# TEXT SHOWN:

R&B Denims Ltd Directors Report.

TO THE MEMBERS OF R & B DENIMS LIMITED

REPORT ON THE STANDALONE FINANCIAL STATEMENTS

Opinion

I have audited the financial statements of R & B Denims Limited (the Company), which comprise the balance sheet as at March 31, 2019, and the Profit and Loss Account (and the cash flow statement) for the year then ended, and notes to the financial statements, including a summary of significant accounting policies.

In my opinion and to the best of my information and according to the explanation given to me, the aforesaid standalone financial statements of the Company give the information required by the Companies Act, 2013 ("the Act") in the manner so required and give a true and fair view in conformity with the Indian Accounting Standards prescribed under section 133 of the Act read with Companies(Indian Accounting Standards)Rules, 2015, as amended, and other accounting principles generally accepted in India, of the state of affairs of the Company as at March 31, 2019, and the profit and loss, comprehensive income, changes in equity and its cash flows for the year ended on that date.

Basis for Opinion

I conducted audit of the standalone financial statements in accordance with the Standards on Auditing specified under section 143(10) of the Act (SAs). My responsibilities under those Standards are further described in the Auditors Responsibilities for the Audit of the Standalone Financial Statements section of my report. I am independent of the Company in accordance with the Code of Ethics issued by the Institute of Chartered Accountants of India (ICAI) together with the independence requirements that are relevant to my audit of the standalone financial statements under the provisions of the Act and the Rules made thereunder, and I have fulfilled my other ethical responsibilities in accordance with these requirements and the ICAIs Code of Ethics. I believe that the audit evidence I have obtained is sufficient and appropriate to provide a basis for my audit opinion on the standalone financial statements.

# DATA LINES:
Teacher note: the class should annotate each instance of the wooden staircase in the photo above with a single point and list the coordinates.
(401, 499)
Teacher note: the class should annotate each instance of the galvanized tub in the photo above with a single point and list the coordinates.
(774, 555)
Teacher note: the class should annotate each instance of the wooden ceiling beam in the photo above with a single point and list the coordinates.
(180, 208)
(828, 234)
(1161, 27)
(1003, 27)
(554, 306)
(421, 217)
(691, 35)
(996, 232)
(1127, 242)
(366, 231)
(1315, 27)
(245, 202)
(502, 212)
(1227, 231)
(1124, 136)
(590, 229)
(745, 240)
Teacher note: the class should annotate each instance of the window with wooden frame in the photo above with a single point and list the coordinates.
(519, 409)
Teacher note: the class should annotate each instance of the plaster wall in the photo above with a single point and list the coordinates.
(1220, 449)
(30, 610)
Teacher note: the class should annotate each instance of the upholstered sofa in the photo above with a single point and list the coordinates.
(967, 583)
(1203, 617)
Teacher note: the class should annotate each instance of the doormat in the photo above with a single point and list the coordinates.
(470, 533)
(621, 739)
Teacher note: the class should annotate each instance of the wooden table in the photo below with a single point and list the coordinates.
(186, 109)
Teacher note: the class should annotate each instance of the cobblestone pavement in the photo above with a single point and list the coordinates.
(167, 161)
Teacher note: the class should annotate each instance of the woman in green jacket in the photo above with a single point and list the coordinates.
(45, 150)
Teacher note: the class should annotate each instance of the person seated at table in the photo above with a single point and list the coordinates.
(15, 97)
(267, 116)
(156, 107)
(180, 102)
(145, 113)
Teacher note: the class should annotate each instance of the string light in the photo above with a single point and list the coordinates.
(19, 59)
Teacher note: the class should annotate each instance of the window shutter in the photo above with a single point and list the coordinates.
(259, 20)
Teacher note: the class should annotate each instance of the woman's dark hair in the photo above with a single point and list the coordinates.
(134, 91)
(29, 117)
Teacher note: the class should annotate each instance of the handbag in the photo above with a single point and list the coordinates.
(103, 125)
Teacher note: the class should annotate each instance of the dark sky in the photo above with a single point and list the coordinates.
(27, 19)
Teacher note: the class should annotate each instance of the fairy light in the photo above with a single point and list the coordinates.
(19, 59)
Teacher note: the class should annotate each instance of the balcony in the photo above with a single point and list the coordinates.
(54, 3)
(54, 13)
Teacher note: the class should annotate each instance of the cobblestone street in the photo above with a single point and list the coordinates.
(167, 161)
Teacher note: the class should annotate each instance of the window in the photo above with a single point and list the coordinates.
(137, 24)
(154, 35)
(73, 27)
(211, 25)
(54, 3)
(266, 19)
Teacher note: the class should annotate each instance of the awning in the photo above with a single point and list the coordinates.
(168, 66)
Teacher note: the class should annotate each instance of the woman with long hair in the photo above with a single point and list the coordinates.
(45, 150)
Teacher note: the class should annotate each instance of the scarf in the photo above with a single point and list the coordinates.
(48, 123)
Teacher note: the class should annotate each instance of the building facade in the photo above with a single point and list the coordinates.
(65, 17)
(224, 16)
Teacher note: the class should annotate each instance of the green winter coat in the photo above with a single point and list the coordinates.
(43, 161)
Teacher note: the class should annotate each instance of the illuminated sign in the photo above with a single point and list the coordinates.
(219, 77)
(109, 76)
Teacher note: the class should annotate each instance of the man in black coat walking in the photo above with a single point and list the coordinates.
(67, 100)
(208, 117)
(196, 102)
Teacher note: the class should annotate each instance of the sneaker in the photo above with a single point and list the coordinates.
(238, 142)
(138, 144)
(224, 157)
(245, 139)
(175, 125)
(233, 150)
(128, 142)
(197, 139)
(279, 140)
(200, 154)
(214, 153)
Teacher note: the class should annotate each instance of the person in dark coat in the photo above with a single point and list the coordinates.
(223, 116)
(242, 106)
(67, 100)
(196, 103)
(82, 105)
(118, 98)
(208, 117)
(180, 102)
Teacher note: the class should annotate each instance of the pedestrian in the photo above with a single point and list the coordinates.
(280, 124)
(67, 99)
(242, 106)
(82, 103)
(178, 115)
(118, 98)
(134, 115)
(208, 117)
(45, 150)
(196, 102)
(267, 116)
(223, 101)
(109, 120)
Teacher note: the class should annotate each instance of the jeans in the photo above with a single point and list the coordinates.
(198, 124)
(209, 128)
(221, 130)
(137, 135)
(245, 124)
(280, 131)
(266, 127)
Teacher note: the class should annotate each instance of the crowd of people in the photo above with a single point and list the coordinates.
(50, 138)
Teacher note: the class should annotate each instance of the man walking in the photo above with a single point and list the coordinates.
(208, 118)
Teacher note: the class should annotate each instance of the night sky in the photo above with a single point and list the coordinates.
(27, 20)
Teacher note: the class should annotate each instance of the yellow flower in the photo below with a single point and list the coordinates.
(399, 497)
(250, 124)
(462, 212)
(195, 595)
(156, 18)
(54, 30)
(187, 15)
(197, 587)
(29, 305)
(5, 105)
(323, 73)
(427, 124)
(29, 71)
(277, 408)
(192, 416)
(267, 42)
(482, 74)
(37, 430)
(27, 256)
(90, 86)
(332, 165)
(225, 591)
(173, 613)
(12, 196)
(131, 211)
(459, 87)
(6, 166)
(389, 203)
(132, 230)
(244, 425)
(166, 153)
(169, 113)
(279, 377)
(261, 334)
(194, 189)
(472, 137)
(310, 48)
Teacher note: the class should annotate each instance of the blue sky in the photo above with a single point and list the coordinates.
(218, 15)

# EXERCISE INSTRUCTIONS:
1. According to the audit report, the Standards on Auditing are specified under which section of the Act?
2. In the audit report, change "balance sheet" to "statement of financial position" and write out the passage from "I have audited" up to and including "significant accounting policies.".
3. Write the next part of the audit report on R & B Denims Limited's financial statements, picking up after its final sentence.

# EXPECTED OUTPUTS:
1. Section 143(10) of the Act.

2.
I have audited the financial statements of R & B Denims Limited (the Company), which comprise the statement of financial position as at March 31, 2019, and the Profit and Loss Account (and the cash flow statement) for the year then ended, and notes to the financial statements, including a summary of significant accounting policies.

3.
Managements Responsibility for the Standalone Ind AS Financial Statements

The Companys Board of Directors is responsible for the matters stated in section 134(5) of the Act with respect to the preparation of these standalone financial statements that give a true and fair view of the financial position, financial performance, total comprehensive income, changes in equity and cash flows of the Company in accordance with the Ind AS and other accounting principles generally accepted in India. This responsibility also includes maintenance of adequate accounting records in accordance with the provisions of the Act for safeguarding the assets of the Company and for preventing and detecting frauds and other irregularities; selection and application of appropriate accounting policies; making judgments and estimates that are reasonable and prudent; and design, implementation and maintenance of adequate internal financial controls, that were operating effectively for ensuring the accuracy and completeness of the accounting records, relevant to the preparation and presentation of the standalone financial statements that give a true and fair view and are free from material misstatement, whether due to fraud or error.

In preparing the standalone financial statements, management is responsible for assessing the Companys ability to continue as a going concern, disclosing, as applicable, matters related to going concern and using the going concern basis of accounting unless management either intends to liquidate the Company or to cease operations, or has no realistic alternative but to do so.

The Board of Directors are responsible for overseeing the Companys financial reporting process.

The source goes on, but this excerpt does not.